Ninguém deve entrar num género sem ter lido bastante e conseguir citar de cor pelo menos cinco livros de diferentes autores. É importante saber de cor (mesmo de cor) as características comuns do género que queremos trabalhar. Dá muito trabalho? Pois, esse é um dos problemas da escrita... se não quiser ter trabalho, pode sempre adquirir livros já escritos. :) 

Acredito que a maioria dos "escritores" ou que querem ser qualquer coisa na escrita já fizeram isso tudo - já leram muitos livros (mais do que qualquer outra pessoa que conheça), sabe distinguir uma crónica de um romance, interpreta poesia dentro dos limites e também é inteligente o suficiente para saber que escrever é um dos trabalho mais mal pagos da sociedade... 
E, assim, pode seguir para a próxima fase na qual é A PESSOA MAIS IMPORTANTE. Já disse isto? Pois é, ninguém lho vai dizer, mas se escrever uma história - seja ela qual for - será sempre, mas sempre, a pessoa mais importante dessa história: é o criador. Nunca se esqueça que ela só vai existir, porque a escreveu. 

AS ESCOLHAS: 

Costumo dizer sistematicamente que a escrita de um livro é uma sucessão de escolhas. Aquele que escreve deve escolher o que considera ser o melhor: o nome das personagens; o perfil físico e psicológico; estrutura familiar; espaço físico onde se desenrola a história e o respetivo tempo cronológico. Há um enorme tempo de escolhas durante o primeiro terço da narração (mais ou menos). 
Nada disto é imediato e podemos descobrir muitos destes aspetos literários enquanto se escreve. A escrita é um caminho que se faz escrevendo. Ninguém vai deixar de escrever um livro só porque não tem logo tudo decidido quando começa. Aliás, desconfio imenso daquelas pessoas que dizem que sabiam tudo desde o início, porque nunca ninguém sabe tudo. Há sempre uma enormidade de coisas novas que vamos descobrindo enquanto escrevemos. Confesso que isso é uma das minhas maiores motivações para escrever: a constante descoberta. Quem me acompanha neste trilho sabe perfeitamente que nunca pode confiar no que eu digo, porque acabo sempre por alterar, mudar, acrescentar coisas novas. É um trabalho constante.

REGISTOS DE DADOS:

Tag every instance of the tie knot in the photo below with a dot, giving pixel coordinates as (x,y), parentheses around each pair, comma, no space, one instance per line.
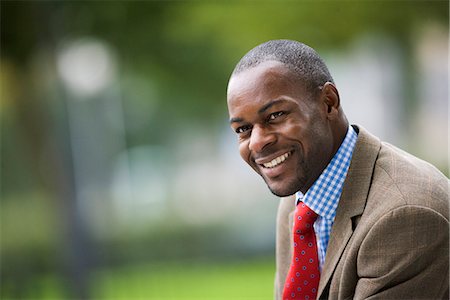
(304,219)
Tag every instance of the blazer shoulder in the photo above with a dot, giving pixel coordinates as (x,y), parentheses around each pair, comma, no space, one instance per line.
(404,178)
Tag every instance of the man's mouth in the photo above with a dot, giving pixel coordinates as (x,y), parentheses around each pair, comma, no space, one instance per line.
(276,161)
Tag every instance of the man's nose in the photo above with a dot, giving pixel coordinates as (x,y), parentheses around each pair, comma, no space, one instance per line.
(260,138)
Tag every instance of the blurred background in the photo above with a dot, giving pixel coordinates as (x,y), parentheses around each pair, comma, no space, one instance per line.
(120,176)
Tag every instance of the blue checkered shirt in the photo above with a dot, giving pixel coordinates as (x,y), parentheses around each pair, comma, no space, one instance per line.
(323,196)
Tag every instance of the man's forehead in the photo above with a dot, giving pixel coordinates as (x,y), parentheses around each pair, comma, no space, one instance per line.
(266,71)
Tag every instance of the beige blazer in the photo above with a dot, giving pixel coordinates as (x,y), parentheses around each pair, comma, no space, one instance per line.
(390,237)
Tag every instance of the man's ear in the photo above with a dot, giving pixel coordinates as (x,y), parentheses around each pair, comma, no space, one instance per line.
(330,97)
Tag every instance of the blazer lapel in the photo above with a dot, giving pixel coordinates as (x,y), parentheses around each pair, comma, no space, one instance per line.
(352,201)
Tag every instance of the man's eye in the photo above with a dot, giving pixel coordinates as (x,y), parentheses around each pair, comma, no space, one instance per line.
(275,115)
(242,129)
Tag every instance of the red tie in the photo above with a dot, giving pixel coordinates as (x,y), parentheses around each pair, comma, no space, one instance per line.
(302,280)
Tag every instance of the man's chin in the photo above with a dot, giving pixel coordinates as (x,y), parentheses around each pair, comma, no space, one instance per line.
(282,191)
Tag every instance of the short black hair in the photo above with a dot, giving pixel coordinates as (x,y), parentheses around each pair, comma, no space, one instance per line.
(298,57)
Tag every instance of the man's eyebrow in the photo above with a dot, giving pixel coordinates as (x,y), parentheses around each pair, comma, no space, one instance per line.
(236,120)
(269,105)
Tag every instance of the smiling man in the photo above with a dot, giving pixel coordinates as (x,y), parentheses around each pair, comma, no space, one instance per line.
(358,218)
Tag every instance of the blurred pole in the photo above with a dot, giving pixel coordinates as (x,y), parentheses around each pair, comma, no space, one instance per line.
(96,136)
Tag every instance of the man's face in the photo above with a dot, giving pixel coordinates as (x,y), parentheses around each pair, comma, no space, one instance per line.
(283,132)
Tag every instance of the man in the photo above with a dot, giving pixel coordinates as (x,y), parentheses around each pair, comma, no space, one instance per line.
(359,218)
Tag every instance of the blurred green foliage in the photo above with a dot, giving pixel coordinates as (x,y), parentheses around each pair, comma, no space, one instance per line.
(174,60)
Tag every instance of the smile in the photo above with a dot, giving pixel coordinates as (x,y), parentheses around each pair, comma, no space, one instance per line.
(276,161)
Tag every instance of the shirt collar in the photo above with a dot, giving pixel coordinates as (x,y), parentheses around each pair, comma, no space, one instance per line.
(323,196)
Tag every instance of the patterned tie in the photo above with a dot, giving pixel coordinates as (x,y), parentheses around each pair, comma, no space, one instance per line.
(302,280)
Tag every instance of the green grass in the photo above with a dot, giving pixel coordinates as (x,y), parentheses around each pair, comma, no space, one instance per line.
(251,279)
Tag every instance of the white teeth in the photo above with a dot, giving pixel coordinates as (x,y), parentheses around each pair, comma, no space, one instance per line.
(276,161)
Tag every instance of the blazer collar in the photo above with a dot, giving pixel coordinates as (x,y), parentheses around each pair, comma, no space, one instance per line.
(353,200)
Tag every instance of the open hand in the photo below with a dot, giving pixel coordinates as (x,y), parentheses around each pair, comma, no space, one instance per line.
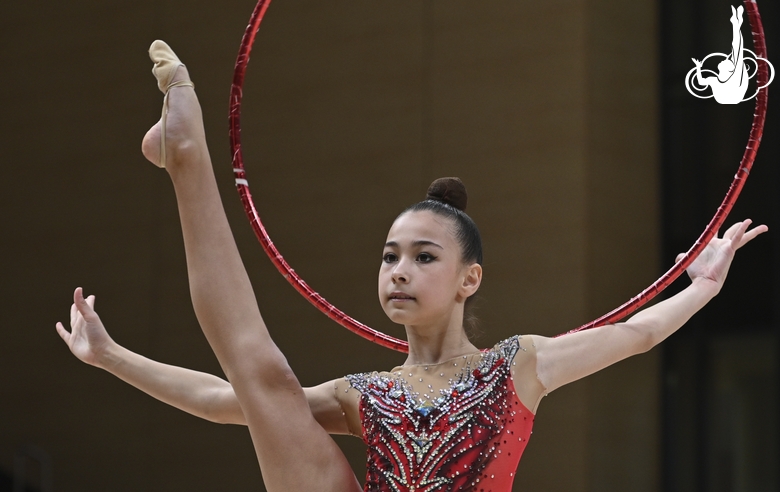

INSTRUÇÃO DADA 1:
No excerto sobre a escrita de livros, substitua "descoberta" por "surpresa" e reproduza tudo desde "Nada disto é" até "um trabalho constante.".
INSTRUÇÃO DADA 2:
Dê seguimento ao excerto sobre a escrita de livros a partir do ponto em que termina.

RESPOSTA ESCRITA 1:
Nada disto é imediato e podemos descobrir muitos destes aspetos literários enquanto se escreve. A escrita é um caminho que se faz escrevendo. Ninguém vai deixar de escrever um livro só porque não tem logo tudo decidido quando começa. Aliás, desconfio imenso daquelas pessoas que dizem que sabiam tudo desde o início, porque nunca ninguém sabe tudo. Há sempre uma enormidade de coisas novas que vamos descobrindo enquanto escrevemos. Confesso que isso é uma das minhas maiores motivações para escrever: a constante surpresa. Quem me acompanha neste trilho sabe perfeitamente que nunca pode confiar no que eu digo, porque acabo sempre por alterar, mudar, acrescentar coisas novas. É um trabalho constante.

RESPOSTA ESCRITA 2:
Escolha, mas escolha em consciência. Faça-o de verdade, procure encontrar propósitos e justificações minimamente verdadeiras para ter feito "aquilo". Não se perca aqui. A sua história precisa de escolhas. Faça uma lista do que precisa de escolher e vá completando como se fosse um jogo. Divirta-se e não deixe de dormir (pelo menos nesta fase inicial). Escolha sem filtros, sem medos e com consciência de que a qualquer momento pode voltar atrás e fazer de novo, se entretanto descobrir algo melhor - eu já o fiz, reescrevi 4x o primeiro volume de BH. Às vezes, as histórias só se encontram quando falhamos e voltamos atrás para fazer de novo. Seja verdadeiro consigo mesmo quando escolhe, porque a história é SUA.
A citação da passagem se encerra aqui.